## Stated goal 1
Please give again the stretch of the interview with Polly Graham from "Not Max’s piece?" through "involved at Longborough?", changing "August" to "July".
## Stated goal 2
List every title of a work, whether a current or an earlier title, that the interview with Polly Graham mentions.

Polly took time out between rehearsals and the production week of a community opera in London to talk with Cath Barton about her work, plans and dreams. Their conversation ranged from diversity, and reflections on singing in different languages, to plans for an opera in a car park in South-East London and taking a clown to farm shows in the Cotswolds.
Cath Barton: Tell me a bit about the production you’re working on right now.
Polly Graham: It’s Dido and Aeneas, with Blackheath Halls Opera. There’s a community chorus of seventy, plus children. All ages actually. Six performances in the Albany Theatre in Deptford. It’s really rewarding, I’m enjoying it.
Great. So what’s next?
Obviously I’m now quite busy with Mum and Dad’s festival and my own directing work, but I’ve also set my own company, Loud Crowd, and we’re going to be working with Bold Tendencies, an arts organisation which commissions all sorts of artistic work for the rooftop spaces of the multi-storey car park in Peckham Multi-Storey Car Park in South-East London. Next summer we are going to be putting on a redeveloped version of YOUNG BLOOD! – Kommilitonen! as was – in this car park.
Not Max’s piece?
It is Max’s piece – it’s with the permission of the estate that we’re going to change the name. We should have done that originally when we did that in 2016, no one could pronounce it. Probably it was a barrier for me when I first encountered the piece, so it must have been a barrier for other people. So we’re doing that next August. And as a kind of prelude to that we have got funding to do The Emperor of Atlantis there this September.
So you’re really firing out tentacles in all directions, and you’re already involved at Longborough?

## Entries provided
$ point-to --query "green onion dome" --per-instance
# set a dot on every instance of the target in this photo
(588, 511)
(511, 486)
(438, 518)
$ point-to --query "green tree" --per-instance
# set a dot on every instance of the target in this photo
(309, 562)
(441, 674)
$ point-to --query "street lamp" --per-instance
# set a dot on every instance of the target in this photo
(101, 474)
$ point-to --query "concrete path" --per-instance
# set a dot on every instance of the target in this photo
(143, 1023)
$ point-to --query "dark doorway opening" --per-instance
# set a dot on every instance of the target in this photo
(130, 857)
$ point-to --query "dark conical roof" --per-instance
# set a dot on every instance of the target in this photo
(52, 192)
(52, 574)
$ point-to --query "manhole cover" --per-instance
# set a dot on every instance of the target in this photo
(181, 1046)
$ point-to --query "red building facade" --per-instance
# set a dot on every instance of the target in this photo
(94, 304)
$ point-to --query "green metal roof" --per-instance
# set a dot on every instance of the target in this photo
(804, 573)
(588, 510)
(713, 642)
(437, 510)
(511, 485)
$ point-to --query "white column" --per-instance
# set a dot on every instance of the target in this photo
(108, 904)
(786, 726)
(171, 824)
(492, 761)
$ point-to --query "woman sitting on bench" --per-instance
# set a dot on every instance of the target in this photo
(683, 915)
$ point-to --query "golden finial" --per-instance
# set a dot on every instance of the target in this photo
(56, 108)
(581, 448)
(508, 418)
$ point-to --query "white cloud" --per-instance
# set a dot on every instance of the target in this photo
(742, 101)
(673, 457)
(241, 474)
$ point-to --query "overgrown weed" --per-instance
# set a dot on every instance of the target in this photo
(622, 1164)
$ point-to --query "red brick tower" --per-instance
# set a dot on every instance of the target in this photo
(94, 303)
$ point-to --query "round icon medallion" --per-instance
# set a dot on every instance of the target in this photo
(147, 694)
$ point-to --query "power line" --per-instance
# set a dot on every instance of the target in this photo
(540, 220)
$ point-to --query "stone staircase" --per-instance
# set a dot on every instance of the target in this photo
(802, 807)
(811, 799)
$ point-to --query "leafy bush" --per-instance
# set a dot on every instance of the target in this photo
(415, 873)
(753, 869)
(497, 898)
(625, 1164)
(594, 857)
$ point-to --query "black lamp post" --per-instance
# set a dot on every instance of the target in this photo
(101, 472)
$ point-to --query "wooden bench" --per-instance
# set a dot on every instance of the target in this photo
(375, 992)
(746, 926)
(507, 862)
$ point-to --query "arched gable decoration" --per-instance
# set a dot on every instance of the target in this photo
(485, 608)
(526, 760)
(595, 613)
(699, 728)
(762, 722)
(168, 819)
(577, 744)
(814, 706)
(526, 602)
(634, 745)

## Worked answer 1
Not Max’s piece?
It is Max’s piece – it’s with the permission of the estate that we’re going to change the name. We should have done that originally when we did that in 2016, no one could pronounce it. Probably it was a barrier for me when I first encountered the piece, so it must have been a barrier for other people. So we’re doing that next July. And as a kind of prelude to that we have got funding to do The Emperor of Atlantis there this September.
So you’re really firing out tentacles in all directions, and you’re already involved at Longborough?

## Worked answer 2
Dido and Aeneas
YOUNG BLOOD!
Kommilitonen!
The Emperor of Atlantis